**ФРАГМЕНТ ТЕКСТА**
·····

Парочка слюноотделительных рецептов вам от Джона Шемякина.
► В такую погоду надо есть кашу. Густую кашу. Шкварки надо есть. Шкварки хрустят, они такие. А каша успокаивает тебя, пухло шепчет доброй няней: "не бойся, я очень полезная, деды, пращуры, печи, тепло, добро и всё было, и всё будет, и всё пройдет, ешь, хороший, не волнуйся..."
Начинать надо утром. Всклокоченным. Не умываясь. Вылез головой из одеяльного логова, посмотрел по сторонам. Ти ши на. Снова залез под одеяло. Посопел. Потом одной ногой, второй. И, дожевывая сон, идёшь к салу. Многие сало замораживают. Мир грехов многообразен. Я сало не замораживаю. Окно. За окном сосна. Вороны. А я режу сало. На розоватые брусочки.
Сковорода. Не знаю откуда она у меня. Но я не знаю, а откуда у меня половина моих друзей, мыслей и вещей. Сковорода тяжелая. Домострой.
При добывании шкварок радуется в человеке все. Обоняние, зрение, интуиция, слух. Философ И. Бентам из памяти выходит и обнимает, на ухо негромко говорит: "Ждал. Наконец-то хоть чем приличным занялся. Молодец"
Брусочки желтеют, выгибаются. Светло и чисто на душе. Аромат. Смотришь на шкварки и понимаешь секрет соблазнения. Чтобы прослыть роковым надо смотреть на предмет глазами, в которых читается только одно: и ты единственная в мире, и я пока один. Я именно так смотрю на сало. А оно отвечает. Мы одни в этом мире. Главное, чтобы в этот момент на тебя не смотрела другая единственная твоя женщина. Ревность. Страшное дело.
В забытьи беру луковицу. Мысли далеко. Из-под крана воды в рот, чтобы не плакать. Луковицу чищу, режу мелко. Беру кусок тыквы. Кубики.
Выгребаю из сковороды шкварки. В сковороду сразу лук и тыкву. Помешиваю. В глазах огоньки. Тыква проста, а лук понятлив. Хорошее сочетание для оргии.
Ребер копченых достал. Берег для супа горохового. Но слаб. Наскоблил с мясистых ребер мяса. Некрупной соломкой нарезал копченое.
Чесноку. Зачистил. Разломил пополам головку. Треск сух. Понюхал всё вокруг. Прикрыл глаза. Открыл глаза. Добыл долек. Ножом их придавил. Три дольки.
Пшено с вечера промыл. Бываю и расчетлив иногда.
Достал горшок. Выложил пшена. Сверху шкварки, лук, тыкву, копченое. Все лоснится. Всё! Даже пшено пытается. Мол, одну минуту! Я сейчас! Только маме позвоню! Не уходите! Чесночины воткнул. Куда мы без тебя, звони скорее!
Залил в горшок куриного бульона.
Духовка. 200 по Цельсию.
Сел напротив. Надо ждать. Полчаса.
Потом духовку выключить и ещё полчаса. Чтобы томилось вместе с тобой.
Воскресенье.
Чтобы два раза не вставать, еще и про гречневую.
►Сварил гречневой каши. Размазни.

·····

**ЗАДАНИЕ A**
Ответьте по тексту о каше со шкварками:
(i) На какие брусочки режут сало?
(ii) До скольких градусов по Цельсию нагревают духовку?
(iii) Сколько долек чеснока взято?

Записи из источника данных:
·····

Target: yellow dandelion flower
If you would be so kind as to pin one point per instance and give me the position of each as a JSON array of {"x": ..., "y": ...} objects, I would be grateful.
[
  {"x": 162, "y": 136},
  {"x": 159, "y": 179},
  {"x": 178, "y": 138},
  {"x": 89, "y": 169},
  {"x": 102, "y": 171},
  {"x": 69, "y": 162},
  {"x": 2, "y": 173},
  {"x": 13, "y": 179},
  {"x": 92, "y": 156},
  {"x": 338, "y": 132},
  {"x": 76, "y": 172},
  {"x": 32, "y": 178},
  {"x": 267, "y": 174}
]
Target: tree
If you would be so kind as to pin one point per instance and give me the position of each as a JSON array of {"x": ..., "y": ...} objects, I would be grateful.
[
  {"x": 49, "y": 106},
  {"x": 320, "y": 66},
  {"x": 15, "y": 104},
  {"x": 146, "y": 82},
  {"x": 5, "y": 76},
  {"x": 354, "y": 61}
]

·····

**ЗАДАНИЕ B**
Представьте строки записей в виде таблицы Markdown со столбцами «Номер» и «Строка». Начните со строки, в которой есть «Target: tree», закончите последней строкой записей и пропустите пустые строки.

**ОТВЕТ A**
(i) На розоватые брусочки.
(ii) До 200 градусов по Цельсию.
(iii) Три дольки.

**ОТВЕТ B**
| Номер | Строка |
|---|---|
| 1 | Target: tree |
| 2 | If you would be so kind as to pin one point per instance and give me the position of each as a JSON array of {"x": ..., "y": ...} objects, I would be grateful. |
| 3 | [ |
| 4 |   {"x": 49, "y": 106}, |
| 5 |   {"x": 320, "y": 66}, |
| 6 |   {"x": 15, "y": 104}, |
| 7 |   {"x": 146, "y": 82}, |
| 8 |   {"x": 5, "y": 76}, |
| 9 |   {"x": 354, "y": 61} |
| 10 | ] |